> _Required work_:
a – Translate this sentence from the diffusion models guide into Spanish: "Instead they operate in a compressed representation called the latent space."
b – Reproduce the diffusion models guide verbatim, from "During training, a" up to and including "reverse each step.".

Diffusion Models — Local AI Guide

The core idea: reverse noise

During training, a diffusion model learns a peculiar skill: how to take a noisy image and make it slightly less noisy. To train this, researchers took millions of real images and progressively added random noise until each image became pure static. The model learned to reverse each step.

At generation time, the process is run in reverse: start with pure noise, apply the model's "denoise by one step" skill repeatedly, and a coherent image emerges. Your text prompt guides every step.

What is the "latent space"?

Modern diffusion models don't work in full pixel space — that would be computationally prohibitive. Instead they operate in a compressed representation called the latent space. An encoder squishes a 512×512 image into a small 64×64 grid of abstract numbers. The diffusion happens there. At the end, a decoder expands it back to full resolution. This is the "latent" in Latent Diffusion Models — which is what Stable Diffusion and Flux are.

How your text prompt guides the image

The prompt is processed by a text encoder (often a model like CLIP or T5) into a sequence of vectors. These vectors are injected into the denoising network at every step via a mechanism called cross-attention. The model learns to move the noisy image toward representations that match the text.

Popular diffusion models you can run locally

Model	Params	Style / strength	Min VRAM
Stable Diffusion XL	3.5B	Versatile, huge ecosystem of LoRAs	6 GB
SD 3.5 Large	8B	Excellent text rendering, photorealism	10 GB
Flux.1 [dev]	12B	Top-tier quality, prompt adherence	12 GB
Flux.1 [schnell]	12B	Same quality, 4× faster (distilled)	12 GB
HiDream	17B	Highly detailed, cinematic	16 GB

How this maps to your RTX / Spark

NVIDIA Tensor Cores are purpose-built for the matrix math that every denoising step requires. An RTX 4060 (8 GB) runs SDXL comfortably. An RTX 4070 Super or 4060 Ti 16GB handles Flux.1. An RTX 4090 or 5090 generates Flux images in seconds instead of tens of seconds.

TensorRT-LLM and TensorRT can compile diffusion models for your specific GPU, often yielding a 2–4× throughput boost over naive inference. The DGX Spark's 128 GB unified memory makes it practical to run multiple large diffusion models side by side.

> _Data supplied_:
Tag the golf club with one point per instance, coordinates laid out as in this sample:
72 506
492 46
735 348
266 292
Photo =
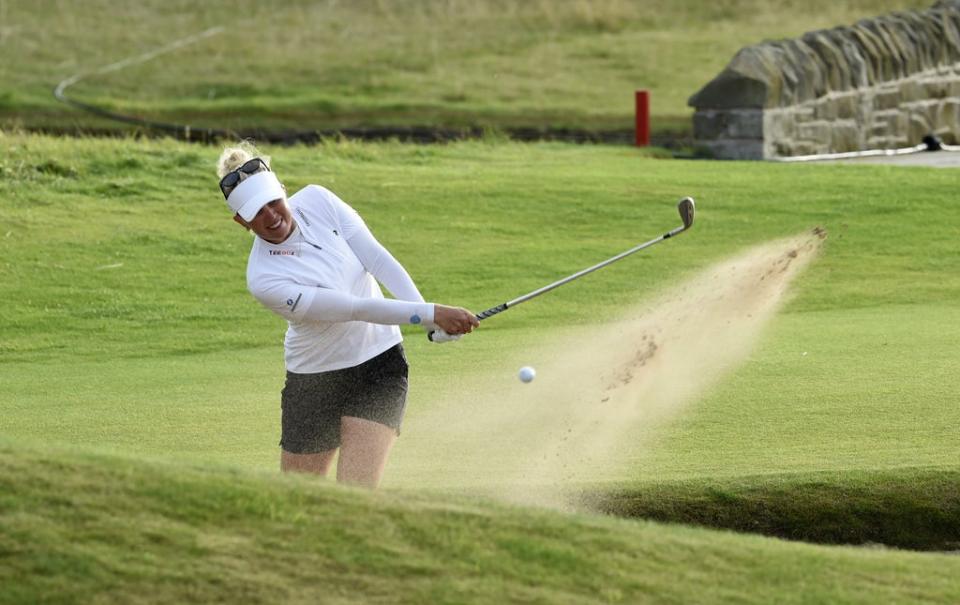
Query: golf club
685 207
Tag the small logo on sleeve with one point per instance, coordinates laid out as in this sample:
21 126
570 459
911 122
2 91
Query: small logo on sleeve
293 303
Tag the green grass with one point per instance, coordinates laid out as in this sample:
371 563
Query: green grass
321 65
86 529
126 330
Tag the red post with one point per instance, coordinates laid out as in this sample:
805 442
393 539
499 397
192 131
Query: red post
643 118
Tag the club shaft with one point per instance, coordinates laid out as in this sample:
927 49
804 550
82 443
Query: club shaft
520 299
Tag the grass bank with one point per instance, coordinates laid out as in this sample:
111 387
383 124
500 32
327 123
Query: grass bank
324 65
79 528
125 308
913 508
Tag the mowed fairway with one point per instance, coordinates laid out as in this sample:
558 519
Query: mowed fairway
126 329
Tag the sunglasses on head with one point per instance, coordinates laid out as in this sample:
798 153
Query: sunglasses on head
233 178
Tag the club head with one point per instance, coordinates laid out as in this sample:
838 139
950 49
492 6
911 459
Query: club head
687 210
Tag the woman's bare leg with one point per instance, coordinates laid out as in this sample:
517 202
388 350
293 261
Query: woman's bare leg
364 447
318 464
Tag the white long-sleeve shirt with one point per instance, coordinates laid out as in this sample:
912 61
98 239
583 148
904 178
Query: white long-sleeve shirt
323 280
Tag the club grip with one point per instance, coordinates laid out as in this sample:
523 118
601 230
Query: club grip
492 311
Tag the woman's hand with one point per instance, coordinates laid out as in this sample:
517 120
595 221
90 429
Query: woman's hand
454 320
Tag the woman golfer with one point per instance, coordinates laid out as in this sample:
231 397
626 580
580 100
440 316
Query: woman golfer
315 263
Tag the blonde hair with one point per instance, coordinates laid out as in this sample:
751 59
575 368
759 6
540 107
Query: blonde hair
234 157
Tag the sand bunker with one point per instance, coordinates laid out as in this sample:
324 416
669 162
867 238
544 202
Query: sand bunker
601 392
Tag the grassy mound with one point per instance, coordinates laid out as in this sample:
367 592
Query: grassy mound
80 528
905 508
127 328
307 66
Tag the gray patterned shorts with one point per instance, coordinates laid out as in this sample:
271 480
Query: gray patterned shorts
312 404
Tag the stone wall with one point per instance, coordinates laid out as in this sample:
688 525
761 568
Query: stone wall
882 83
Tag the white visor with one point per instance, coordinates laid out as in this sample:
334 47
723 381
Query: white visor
254 193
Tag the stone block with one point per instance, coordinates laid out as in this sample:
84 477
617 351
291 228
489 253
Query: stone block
934 88
917 127
825 109
880 142
814 131
735 149
953 87
848 106
886 98
728 124
911 90
948 115
845 135
779 124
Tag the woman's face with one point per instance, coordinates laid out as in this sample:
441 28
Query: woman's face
273 223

> _Per-task outputs_:
a – En cambio, operan en una representación comprimida llamada espacio latente.

b –
During training, a diffusion model learns a peculiar skill: how to take a noisy image and make it slightly less noisy. To train this, researchers took millions of real images and progressively added random noise until each image became pure static. The model learned to reverse each step.